START Given records

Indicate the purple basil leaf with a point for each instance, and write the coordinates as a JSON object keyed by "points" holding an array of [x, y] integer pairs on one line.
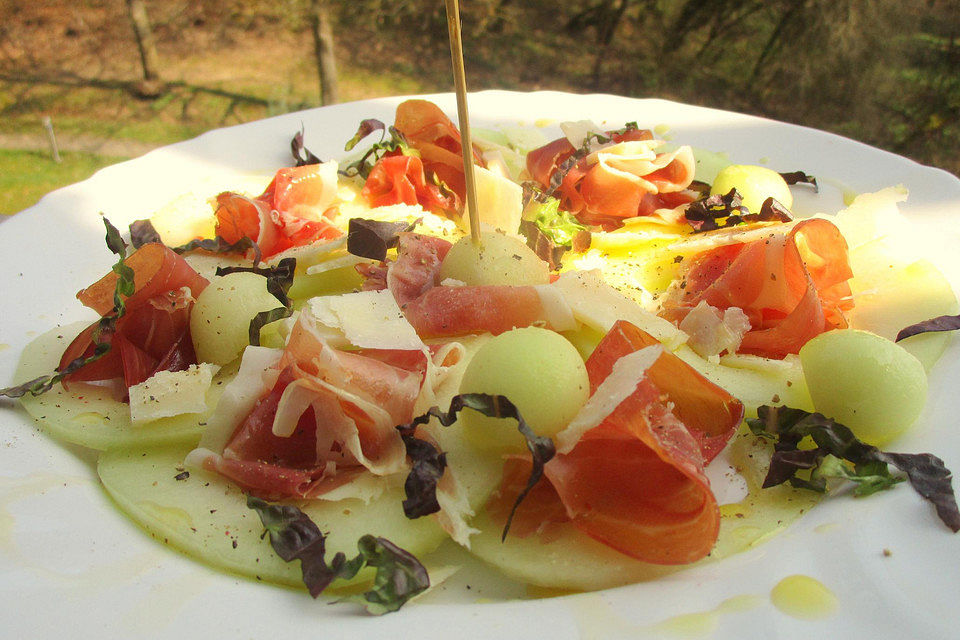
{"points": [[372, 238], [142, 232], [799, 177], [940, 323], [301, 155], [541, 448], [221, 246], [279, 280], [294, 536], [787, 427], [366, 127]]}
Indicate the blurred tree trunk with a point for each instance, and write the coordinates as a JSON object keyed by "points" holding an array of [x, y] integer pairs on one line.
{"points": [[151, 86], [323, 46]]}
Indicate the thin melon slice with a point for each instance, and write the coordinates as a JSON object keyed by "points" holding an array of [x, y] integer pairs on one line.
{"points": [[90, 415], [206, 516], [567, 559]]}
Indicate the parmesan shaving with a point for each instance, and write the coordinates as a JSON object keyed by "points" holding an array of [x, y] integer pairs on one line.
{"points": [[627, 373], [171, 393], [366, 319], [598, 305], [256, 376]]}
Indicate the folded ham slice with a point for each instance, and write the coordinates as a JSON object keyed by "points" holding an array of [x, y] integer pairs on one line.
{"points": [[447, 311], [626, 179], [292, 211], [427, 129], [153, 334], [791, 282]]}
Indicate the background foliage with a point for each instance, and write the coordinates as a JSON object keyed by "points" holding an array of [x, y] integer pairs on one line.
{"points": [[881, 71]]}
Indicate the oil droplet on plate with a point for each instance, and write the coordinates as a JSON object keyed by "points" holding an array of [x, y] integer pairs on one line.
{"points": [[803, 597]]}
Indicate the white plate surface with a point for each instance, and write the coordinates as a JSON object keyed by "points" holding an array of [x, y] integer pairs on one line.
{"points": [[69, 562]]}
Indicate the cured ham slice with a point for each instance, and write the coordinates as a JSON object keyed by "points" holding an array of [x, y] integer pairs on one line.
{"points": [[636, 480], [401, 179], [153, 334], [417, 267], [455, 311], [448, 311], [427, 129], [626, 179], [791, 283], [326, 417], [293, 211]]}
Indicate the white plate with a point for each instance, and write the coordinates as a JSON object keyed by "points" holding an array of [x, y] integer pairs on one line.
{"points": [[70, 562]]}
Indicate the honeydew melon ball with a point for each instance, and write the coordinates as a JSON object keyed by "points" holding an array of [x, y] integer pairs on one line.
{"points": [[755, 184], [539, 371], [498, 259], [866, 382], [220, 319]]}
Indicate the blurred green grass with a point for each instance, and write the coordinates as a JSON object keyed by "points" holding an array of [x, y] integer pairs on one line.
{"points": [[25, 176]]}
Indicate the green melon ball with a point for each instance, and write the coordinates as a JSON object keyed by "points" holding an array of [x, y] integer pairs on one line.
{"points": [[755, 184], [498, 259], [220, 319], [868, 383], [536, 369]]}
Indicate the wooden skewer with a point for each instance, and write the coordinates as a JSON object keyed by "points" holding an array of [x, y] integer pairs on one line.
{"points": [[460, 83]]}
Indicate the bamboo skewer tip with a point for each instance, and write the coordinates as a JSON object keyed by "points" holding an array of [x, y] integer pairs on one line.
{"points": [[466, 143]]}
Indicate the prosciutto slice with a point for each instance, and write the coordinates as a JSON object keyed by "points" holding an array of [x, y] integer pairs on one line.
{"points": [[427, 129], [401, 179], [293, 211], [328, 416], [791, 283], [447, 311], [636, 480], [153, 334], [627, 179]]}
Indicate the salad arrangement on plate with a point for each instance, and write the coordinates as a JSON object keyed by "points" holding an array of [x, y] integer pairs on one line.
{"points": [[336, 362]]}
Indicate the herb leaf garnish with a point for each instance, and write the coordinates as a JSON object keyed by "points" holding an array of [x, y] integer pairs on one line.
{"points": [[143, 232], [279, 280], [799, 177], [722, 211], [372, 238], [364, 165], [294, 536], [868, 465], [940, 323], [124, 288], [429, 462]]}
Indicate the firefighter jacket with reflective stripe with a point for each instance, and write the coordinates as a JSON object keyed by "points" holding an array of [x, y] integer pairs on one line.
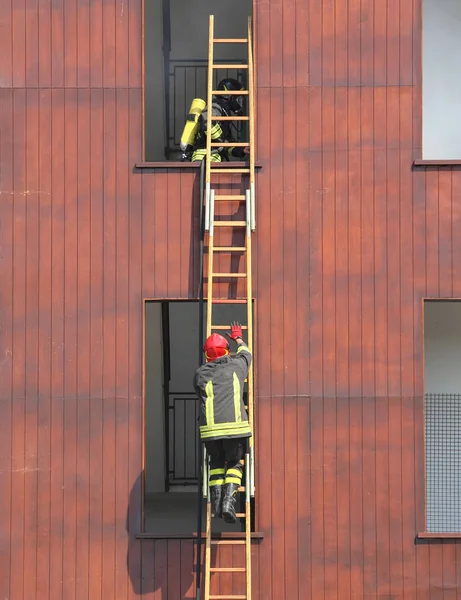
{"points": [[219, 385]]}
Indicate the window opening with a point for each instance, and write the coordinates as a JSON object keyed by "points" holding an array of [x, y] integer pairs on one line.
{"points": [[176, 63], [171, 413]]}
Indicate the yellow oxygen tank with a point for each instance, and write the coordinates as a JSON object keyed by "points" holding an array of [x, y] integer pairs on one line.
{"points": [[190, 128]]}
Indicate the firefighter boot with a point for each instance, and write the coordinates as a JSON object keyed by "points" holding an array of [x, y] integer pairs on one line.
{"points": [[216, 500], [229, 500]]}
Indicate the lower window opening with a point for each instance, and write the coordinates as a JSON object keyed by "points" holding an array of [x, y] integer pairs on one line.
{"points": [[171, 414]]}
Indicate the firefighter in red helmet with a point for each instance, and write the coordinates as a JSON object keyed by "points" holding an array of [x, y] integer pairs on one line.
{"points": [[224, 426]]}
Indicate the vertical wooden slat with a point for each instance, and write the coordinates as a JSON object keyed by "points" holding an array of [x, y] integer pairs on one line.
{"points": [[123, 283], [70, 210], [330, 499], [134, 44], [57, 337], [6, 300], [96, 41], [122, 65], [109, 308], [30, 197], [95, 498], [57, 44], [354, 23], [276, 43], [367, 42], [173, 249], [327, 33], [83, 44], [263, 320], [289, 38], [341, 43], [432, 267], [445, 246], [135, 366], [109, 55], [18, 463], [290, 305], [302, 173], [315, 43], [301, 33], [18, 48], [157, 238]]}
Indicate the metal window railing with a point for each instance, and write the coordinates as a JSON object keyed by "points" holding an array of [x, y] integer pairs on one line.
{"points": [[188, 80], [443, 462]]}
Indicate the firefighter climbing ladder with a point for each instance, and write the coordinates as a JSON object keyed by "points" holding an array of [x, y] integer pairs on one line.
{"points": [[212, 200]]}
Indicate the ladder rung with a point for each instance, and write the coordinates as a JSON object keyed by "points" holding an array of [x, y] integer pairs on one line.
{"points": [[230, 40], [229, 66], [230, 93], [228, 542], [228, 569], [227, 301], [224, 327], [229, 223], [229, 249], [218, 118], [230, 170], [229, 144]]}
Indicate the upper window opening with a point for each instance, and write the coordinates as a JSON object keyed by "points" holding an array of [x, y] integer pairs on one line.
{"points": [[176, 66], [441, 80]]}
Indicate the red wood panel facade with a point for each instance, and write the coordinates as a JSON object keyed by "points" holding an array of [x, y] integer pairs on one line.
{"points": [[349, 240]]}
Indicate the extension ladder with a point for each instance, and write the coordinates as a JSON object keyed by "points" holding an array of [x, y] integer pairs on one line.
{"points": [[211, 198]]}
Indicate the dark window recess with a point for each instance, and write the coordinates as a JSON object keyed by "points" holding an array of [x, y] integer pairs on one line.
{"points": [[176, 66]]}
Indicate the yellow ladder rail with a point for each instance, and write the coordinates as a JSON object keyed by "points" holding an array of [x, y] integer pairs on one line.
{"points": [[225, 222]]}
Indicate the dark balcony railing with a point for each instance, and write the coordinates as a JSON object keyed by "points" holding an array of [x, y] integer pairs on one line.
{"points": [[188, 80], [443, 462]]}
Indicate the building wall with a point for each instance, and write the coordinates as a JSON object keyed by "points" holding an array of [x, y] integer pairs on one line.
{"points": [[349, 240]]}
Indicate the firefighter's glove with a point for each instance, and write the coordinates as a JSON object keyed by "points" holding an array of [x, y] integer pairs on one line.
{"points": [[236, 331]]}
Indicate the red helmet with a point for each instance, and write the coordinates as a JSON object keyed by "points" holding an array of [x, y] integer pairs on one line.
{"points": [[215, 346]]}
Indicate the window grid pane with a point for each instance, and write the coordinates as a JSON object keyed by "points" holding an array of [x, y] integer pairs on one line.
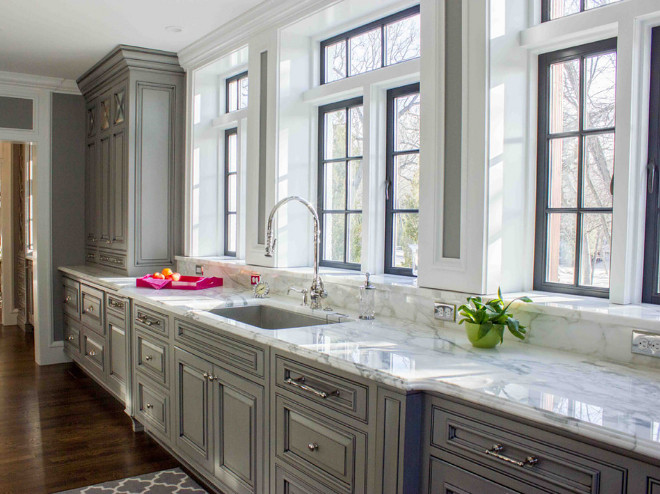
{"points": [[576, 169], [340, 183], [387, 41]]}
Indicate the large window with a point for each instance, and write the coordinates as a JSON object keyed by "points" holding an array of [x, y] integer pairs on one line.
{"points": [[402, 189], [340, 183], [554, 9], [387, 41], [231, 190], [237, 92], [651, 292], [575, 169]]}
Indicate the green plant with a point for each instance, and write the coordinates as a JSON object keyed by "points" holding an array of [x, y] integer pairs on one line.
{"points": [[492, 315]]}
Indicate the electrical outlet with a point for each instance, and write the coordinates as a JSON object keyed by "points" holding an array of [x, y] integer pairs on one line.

END Given records

Task prompt: Rewrite the data from the line containing "Indicate the window grid" through the end of the data, inclusive, with "green plant" replaced by "potted plant" and nothing else changed. Leave the pictures out of your answer.

Result of the exercise:
Indicate the window grid pane with a point for each instance, and write the coordinates as a JSON object keyed by "points" holding an array of [x, y] integer pairs on one line.
{"points": [[576, 169], [340, 183], [387, 41]]}
Indicate the large window with a point for each instance, and write the coordinates as a JSON object keyed by "points" holding an array of [x, y] integer pairs on one line.
{"points": [[402, 189], [340, 183], [554, 9], [387, 41], [231, 190], [237, 92], [651, 292], [575, 169]]}
Indicate the potted plant with a point for each instance, and write the coordinates as a JSON object keyed by "points" holding an array of [x, y] integer pairs on one line.
{"points": [[492, 315]]}
Indicate the electrical outlet with a point for each instance, and write the coordinates as a JSON object keyed by "points" holding an array of [x, y] integer pairs on one line.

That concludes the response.